**Aim of the exercise:** State how many lines in the material below contain the string "road". Give only the number.

(Excerpts from location labeling data)
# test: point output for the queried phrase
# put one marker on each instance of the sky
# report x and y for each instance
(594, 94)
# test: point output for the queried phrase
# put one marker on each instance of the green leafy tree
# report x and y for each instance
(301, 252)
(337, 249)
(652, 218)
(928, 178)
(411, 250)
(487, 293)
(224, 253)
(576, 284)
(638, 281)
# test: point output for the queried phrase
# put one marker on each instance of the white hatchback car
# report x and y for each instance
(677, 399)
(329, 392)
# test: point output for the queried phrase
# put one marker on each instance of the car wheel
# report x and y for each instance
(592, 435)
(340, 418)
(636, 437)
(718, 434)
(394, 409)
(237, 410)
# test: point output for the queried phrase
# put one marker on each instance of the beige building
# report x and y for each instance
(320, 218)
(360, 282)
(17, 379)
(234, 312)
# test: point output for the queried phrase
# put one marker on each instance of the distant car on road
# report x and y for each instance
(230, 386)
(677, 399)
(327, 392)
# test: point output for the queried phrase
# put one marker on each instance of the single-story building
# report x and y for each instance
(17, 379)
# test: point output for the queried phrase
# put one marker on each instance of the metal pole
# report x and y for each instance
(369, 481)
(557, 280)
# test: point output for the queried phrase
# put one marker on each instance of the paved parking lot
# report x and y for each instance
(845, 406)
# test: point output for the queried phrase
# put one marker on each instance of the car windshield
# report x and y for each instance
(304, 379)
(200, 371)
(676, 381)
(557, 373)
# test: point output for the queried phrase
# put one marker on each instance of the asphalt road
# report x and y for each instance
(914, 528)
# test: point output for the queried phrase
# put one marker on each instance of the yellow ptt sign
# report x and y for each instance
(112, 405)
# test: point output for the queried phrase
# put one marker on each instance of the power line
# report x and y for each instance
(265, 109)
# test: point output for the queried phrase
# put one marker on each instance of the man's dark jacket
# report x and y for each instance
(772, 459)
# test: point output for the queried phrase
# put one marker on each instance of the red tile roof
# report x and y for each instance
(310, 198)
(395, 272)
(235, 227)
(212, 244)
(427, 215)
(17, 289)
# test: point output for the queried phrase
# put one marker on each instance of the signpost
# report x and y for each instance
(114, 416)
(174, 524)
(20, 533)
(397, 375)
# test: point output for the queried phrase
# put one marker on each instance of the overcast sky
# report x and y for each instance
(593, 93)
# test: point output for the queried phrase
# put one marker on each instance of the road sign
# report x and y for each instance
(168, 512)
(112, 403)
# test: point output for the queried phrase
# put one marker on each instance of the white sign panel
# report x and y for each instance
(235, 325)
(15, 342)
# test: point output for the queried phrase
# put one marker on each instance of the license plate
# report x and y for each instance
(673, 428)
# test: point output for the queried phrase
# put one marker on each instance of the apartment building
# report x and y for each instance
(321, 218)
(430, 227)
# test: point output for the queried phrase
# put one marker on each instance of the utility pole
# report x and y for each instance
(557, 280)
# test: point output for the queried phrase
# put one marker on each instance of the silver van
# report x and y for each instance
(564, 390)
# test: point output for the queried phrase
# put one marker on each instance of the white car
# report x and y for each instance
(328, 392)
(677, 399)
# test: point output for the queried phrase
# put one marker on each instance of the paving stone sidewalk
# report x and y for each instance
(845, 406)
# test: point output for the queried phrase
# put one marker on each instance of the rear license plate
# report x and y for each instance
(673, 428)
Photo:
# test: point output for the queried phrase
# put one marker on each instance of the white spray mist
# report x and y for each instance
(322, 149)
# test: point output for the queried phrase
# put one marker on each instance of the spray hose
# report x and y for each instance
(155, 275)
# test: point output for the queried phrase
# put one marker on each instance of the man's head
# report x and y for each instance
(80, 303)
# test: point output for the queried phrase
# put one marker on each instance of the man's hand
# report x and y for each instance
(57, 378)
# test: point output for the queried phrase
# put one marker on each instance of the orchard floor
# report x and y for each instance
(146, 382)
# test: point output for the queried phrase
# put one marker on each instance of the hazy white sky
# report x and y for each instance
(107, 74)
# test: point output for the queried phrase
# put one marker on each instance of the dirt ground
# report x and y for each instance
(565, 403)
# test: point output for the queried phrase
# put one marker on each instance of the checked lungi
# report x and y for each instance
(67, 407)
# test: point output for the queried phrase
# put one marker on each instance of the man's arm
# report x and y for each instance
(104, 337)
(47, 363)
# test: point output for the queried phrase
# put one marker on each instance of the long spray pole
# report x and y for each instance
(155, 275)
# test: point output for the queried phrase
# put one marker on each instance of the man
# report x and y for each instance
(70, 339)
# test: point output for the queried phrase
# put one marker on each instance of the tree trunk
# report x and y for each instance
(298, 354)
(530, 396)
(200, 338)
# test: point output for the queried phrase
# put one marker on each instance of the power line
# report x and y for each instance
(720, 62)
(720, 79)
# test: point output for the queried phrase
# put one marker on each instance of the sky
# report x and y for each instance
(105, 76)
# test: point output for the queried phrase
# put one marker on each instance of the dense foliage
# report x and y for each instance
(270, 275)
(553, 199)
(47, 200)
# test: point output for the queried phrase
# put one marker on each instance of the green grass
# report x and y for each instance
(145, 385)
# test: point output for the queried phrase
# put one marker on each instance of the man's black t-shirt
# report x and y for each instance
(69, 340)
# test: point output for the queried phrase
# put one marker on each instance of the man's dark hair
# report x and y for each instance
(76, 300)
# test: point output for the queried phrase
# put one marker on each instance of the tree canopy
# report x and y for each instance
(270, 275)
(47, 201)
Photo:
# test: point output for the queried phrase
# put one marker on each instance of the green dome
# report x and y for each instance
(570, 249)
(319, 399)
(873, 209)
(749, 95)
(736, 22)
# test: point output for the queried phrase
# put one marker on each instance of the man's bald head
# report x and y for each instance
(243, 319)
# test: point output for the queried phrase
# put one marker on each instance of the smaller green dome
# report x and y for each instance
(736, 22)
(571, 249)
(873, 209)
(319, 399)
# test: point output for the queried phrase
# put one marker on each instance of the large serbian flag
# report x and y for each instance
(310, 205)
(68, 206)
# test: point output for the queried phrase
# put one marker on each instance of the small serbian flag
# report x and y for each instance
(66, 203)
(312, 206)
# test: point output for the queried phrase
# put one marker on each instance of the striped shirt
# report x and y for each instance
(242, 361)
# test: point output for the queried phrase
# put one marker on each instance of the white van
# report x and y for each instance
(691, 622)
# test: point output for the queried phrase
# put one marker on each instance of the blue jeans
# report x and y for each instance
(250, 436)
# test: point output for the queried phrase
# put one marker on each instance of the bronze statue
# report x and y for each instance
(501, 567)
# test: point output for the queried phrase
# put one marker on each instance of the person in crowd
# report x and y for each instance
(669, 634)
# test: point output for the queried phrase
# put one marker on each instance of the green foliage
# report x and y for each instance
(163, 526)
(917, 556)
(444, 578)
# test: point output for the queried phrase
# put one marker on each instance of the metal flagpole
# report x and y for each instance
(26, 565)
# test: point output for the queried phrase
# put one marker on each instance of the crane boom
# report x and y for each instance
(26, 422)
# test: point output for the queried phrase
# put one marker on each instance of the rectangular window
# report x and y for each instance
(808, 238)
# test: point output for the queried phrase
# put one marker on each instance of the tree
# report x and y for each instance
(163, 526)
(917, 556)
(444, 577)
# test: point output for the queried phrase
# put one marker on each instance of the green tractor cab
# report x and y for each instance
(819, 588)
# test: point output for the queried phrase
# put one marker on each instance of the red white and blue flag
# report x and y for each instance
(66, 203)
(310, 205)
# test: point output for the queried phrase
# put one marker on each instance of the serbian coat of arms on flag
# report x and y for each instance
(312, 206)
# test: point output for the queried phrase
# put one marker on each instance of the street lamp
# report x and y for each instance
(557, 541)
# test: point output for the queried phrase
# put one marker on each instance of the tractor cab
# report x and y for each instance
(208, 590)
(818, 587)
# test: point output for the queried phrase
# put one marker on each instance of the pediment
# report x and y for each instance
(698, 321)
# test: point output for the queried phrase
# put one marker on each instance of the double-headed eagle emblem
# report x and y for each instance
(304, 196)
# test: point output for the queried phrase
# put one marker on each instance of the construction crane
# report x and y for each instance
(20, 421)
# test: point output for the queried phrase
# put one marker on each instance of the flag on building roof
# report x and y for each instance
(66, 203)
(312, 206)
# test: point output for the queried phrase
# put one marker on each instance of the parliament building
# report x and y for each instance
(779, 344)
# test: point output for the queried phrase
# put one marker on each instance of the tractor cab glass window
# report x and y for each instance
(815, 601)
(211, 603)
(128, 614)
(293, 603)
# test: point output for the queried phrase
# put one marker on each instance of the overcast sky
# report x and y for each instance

**Output of the exercise:** 3